• _Dataset entries_:
■ ■ ■ ■
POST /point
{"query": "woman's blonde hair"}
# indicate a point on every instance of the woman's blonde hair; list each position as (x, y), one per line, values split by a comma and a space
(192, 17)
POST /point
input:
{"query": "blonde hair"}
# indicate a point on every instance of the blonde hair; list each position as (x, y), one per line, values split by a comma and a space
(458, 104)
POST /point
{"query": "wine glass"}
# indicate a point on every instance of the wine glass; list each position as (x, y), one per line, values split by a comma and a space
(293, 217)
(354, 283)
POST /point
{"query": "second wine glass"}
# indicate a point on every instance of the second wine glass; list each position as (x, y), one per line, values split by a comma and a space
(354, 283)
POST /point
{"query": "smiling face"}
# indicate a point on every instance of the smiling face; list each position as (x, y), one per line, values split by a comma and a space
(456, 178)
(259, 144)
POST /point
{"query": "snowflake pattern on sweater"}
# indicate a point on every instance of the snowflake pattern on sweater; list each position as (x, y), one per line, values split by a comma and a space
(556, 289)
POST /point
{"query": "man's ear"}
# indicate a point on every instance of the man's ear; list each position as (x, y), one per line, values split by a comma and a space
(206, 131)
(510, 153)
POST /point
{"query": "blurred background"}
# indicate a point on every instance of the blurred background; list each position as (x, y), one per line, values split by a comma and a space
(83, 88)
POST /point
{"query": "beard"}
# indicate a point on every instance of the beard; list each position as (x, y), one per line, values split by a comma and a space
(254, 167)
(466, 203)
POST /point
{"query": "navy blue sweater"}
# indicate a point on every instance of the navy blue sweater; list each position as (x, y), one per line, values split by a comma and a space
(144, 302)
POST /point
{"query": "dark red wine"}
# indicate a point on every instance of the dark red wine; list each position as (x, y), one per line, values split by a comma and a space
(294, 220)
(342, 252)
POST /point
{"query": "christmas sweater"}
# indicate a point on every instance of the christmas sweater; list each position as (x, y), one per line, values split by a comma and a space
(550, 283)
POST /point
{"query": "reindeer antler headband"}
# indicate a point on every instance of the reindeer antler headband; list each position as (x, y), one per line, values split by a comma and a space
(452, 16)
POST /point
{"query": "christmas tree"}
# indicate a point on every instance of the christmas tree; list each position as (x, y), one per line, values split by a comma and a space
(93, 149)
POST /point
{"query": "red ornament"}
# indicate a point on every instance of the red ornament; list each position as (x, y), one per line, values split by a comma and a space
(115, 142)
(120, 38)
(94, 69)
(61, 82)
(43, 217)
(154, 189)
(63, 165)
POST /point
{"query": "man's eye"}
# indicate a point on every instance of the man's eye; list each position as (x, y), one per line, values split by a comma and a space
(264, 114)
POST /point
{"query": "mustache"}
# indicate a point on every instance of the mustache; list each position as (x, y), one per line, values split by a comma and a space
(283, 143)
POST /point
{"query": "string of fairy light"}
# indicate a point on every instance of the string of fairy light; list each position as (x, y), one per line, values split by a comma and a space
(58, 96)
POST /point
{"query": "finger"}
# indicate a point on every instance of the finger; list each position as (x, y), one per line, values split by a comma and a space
■ ■ ■ ■
• _Stated task_:
How many lines in the material above contain the string "light"? Case counts; reply with the number alone.

• _Final answer_:
2